◆ **What the exercise asks**: Retype all of the data shown below, keeping every character the same.

◆ **Input data**:
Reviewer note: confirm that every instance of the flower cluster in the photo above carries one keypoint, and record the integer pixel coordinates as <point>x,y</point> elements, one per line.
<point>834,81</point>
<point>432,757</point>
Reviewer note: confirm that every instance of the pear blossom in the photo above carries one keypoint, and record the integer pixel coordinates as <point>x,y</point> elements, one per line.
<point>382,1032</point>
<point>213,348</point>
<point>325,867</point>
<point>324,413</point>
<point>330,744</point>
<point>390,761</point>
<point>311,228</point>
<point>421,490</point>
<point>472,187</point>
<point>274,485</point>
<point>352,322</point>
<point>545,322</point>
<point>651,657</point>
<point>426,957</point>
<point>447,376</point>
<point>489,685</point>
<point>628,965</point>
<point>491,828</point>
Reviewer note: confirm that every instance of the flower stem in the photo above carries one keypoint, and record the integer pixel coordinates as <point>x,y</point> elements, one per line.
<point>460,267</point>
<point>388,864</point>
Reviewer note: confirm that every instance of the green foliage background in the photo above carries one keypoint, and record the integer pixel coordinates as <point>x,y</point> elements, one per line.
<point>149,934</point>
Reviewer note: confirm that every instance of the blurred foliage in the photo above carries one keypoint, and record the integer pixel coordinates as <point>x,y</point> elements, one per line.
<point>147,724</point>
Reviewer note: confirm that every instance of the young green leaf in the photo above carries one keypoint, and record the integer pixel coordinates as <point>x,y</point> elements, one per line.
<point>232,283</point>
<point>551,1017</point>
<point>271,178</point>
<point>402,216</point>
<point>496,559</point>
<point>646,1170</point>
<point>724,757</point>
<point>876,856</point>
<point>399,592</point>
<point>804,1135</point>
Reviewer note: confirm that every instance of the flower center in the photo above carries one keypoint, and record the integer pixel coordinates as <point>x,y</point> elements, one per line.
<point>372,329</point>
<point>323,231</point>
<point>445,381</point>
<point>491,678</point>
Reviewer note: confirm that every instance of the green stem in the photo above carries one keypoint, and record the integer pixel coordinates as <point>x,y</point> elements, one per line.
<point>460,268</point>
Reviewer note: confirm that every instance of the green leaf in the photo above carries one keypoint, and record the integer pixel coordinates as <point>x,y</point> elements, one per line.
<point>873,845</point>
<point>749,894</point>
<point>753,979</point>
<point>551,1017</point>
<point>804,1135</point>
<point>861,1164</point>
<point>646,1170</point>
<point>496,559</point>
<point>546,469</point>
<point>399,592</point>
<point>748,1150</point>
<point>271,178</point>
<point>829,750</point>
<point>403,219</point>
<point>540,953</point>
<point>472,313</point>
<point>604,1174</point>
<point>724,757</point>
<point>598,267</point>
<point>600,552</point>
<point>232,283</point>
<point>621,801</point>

◆ **Reply**:
Reviewer note: confirm that every instance of the flower cluster in the photo above carries one keypoint, and record the integer pixel coordinates as <point>x,y</point> elements, one per line.
<point>834,81</point>
<point>432,757</point>
Reviewer note: confirm that every instance of the pear blossom in the photo above carries one keypoint, and record the integer pixel coordinates as <point>x,y</point> elements, one per line.
<point>382,1032</point>
<point>213,348</point>
<point>325,867</point>
<point>324,413</point>
<point>330,744</point>
<point>390,761</point>
<point>311,228</point>
<point>421,490</point>
<point>472,187</point>
<point>274,485</point>
<point>352,322</point>
<point>545,322</point>
<point>651,657</point>
<point>426,957</point>
<point>447,376</point>
<point>489,685</point>
<point>628,965</point>
<point>491,828</point>
Reviewer note: confirm that every instance of the flower stem in the photo above carries one keypoint, and record the integer pixel coordinates as <point>x,y</point> elements, one per line.
<point>460,267</point>
<point>388,864</point>
Reviewer note: confirm that every instance of the green foliage background in the photo above carries one keypoint, and record the integer pixel coordinates as <point>x,y</point> elements, one per line.
<point>149,934</point>
Reviewer note: confirm that every instance of the blurred foliage in the photo above carries one keypoint, and record the integer pixel coordinates as <point>x,y</point> elements, one per line.
<point>147,724</point>
Reviewer note: confirm that every instance of the young green leaf in the photo above carries one keypoint, and record the integer pixel coordinates as <point>x,y</point> elements, one per line.
<point>232,283</point>
<point>551,1017</point>
<point>271,178</point>
<point>402,216</point>
<point>496,559</point>
<point>646,1170</point>
<point>724,757</point>
<point>876,856</point>
<point>399,592</point>
<point>804,1135</point>
Reviewer note: confirm that every instance of the flower center in the photo above carries one keypoint, and record the integer pixel coordinates as <point>x,y</point> elements, one per line.
<point>372,329</point>
<point>323,231</point>
<point>445,381</point>
<point>491,678</point>
Reviewer note: confirm that every instance of the green stem in the photo above carries one keypoint, and record the integer pixel coordinates as <point>x,y</point> elements, one per line.
<point>460,268</point>
Reviewer note: confirm that every instance of the green leaf in the photo above carries one keypoint, and record the integer pixel coordinates as <point>x,y</point> elements, one per line.
<point>873,845</point>
<point>749,894</point>
<point>753,979</point>
<point>551,1017</point>
<point>804,1135</point>
<point>861,1164</point>
<point>646,1170</point>
<point>496,559</point>
<point>546,469</point>
<point>399,592</point>
<point>748,1150</point>
<point>271,178</point>
<point>829,750</point>
<point>403,219</point>
<point>540,953</point>
<point>472,313</point>
<point>604,1174</point>
<point>724,757</point>
<point>598,267</point>
<point>600,552</point>
<point>232,283</point>
<point>621,801</point>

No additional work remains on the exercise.